*** PAGE EXTRACT ***

Wintertime often presents hazardous weather conditions around the country. When weather conditions are bad, accidents such as slips, trips and falls are a common occurrence. Subsequently, an increase in winter weather corresponds with an increase in claims. It’s important to learn how to contain these risks in order to avoid extra claims this winter.

Occupational Winter Hazards

Winter weather is a dangerous occurrence for individuals across the country. For grocers, ice and snow may lead to risks in both the store and the parking lot. According to the Occupational Safety and Health Administration (OSHA), employers must work to control these hazards in order to prevent complications such as injuries, illnesses or fatalities in the workplace. Slips, trips and falls make up the largest part of workplace accidents while also accounting for 15% of accidental fatalities, second only to motor vehicle accidents.

Delivery Exposure

Since the inception of the pandemic almost two years ago, delivery exposure has become a more prominent hazard for grocers. Particularly during the winter, increased over the road exposure has become a focal point of most grocers in an effort to promote social distancing measures. Hazardous road conditions and powerful winter storms have created issues for delivery drivers. Some common over the road auto exposures in the winter:

  • Icy roads
  • Limited visibility
  • Cold exposure
  • Mechanical issues

With a 20% increase in food delivery revenue in 2020, these businesses find themselves on the front lines of over the road exposures in hazardous winter conditions.

Slip, Trip and Fall Prevention Tips

Incidents involving employees may lead to workers’ compensation claims, while incidents involving customers may lead to lawsuits. The number one priority should be safety.

  • Keep parking lots and walkways clear of snow and ice.
  • Use salt or sand to give lots and walkways more traction for workers and customers.
  • Provide ample lighting in parking lots.
  • Provide mats and use wet floor signs as needed at entrances.

*** SOURCE MATERIAL ***

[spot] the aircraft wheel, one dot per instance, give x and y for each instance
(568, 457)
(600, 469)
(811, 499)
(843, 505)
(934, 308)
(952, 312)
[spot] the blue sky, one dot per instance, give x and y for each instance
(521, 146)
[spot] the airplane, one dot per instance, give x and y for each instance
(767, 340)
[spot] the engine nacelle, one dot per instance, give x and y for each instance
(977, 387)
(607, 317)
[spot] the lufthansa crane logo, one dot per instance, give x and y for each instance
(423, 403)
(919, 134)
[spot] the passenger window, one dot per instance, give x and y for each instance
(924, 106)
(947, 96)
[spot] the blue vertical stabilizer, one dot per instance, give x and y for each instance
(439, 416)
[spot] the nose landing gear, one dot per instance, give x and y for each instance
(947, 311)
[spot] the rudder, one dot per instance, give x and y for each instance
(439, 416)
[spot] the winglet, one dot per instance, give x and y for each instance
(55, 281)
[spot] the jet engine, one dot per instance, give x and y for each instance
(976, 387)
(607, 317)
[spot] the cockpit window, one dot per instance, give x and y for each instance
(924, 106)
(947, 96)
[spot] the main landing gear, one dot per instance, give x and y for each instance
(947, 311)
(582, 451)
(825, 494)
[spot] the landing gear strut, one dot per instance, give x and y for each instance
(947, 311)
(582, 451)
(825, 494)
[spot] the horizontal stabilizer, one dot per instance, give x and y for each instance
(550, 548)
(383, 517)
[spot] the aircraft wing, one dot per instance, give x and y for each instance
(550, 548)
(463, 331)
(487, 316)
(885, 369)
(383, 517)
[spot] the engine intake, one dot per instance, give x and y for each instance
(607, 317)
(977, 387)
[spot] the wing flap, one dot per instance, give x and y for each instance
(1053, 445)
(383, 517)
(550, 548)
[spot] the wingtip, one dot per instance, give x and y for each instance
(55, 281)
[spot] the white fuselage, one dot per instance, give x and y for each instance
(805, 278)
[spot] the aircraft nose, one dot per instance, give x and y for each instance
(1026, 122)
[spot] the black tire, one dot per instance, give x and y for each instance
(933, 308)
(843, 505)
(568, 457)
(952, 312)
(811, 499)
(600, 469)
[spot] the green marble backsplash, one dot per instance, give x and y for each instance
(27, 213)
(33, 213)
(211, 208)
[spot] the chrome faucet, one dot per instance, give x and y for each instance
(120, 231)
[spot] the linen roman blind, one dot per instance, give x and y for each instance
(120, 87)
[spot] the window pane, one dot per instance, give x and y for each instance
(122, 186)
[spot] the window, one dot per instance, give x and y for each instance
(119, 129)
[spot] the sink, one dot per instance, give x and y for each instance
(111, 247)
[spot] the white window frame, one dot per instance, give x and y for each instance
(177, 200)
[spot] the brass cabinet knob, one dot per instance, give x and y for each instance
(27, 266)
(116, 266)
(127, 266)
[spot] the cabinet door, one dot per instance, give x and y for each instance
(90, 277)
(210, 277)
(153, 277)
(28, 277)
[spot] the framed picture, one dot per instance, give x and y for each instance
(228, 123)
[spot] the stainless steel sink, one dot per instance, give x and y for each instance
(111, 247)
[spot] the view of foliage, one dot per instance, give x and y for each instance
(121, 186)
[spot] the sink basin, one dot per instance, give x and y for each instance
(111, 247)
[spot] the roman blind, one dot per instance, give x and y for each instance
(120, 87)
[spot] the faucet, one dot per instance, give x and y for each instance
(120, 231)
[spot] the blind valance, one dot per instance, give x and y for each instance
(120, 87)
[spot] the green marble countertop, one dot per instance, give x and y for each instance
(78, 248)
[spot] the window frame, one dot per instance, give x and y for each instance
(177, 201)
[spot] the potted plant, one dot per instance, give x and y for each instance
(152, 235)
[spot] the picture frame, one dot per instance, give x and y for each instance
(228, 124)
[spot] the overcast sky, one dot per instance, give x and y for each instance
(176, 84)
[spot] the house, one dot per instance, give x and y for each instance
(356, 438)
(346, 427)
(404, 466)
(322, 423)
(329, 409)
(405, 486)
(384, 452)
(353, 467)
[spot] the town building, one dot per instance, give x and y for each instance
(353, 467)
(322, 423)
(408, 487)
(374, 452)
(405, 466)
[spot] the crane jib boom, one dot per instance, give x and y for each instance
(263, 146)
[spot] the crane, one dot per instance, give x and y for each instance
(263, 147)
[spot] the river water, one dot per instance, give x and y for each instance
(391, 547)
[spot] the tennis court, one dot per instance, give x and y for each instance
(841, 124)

***

#### EXERCISE TASKS:
1. In the winter hazards article, what percentage of accidental fatalities is attributed to slips, trips and falls?
2. Summarize the winter hazards article in two sentences.

#### LIST OF ANSWERS:
1. 15%, second only to motor vehicle accidents.

2. Winter weather raises the risk of slips, trips and falls for grocers in stores and parking lots, and more winter weather means more claims. Delivery drivers also face icy roads, limited visibility, cold exposure and mechanical issues, and the article advises keeping lots and walkways clear, using salt or sand, lighting parking lots well, and placing mats and wet floor signs at entrances.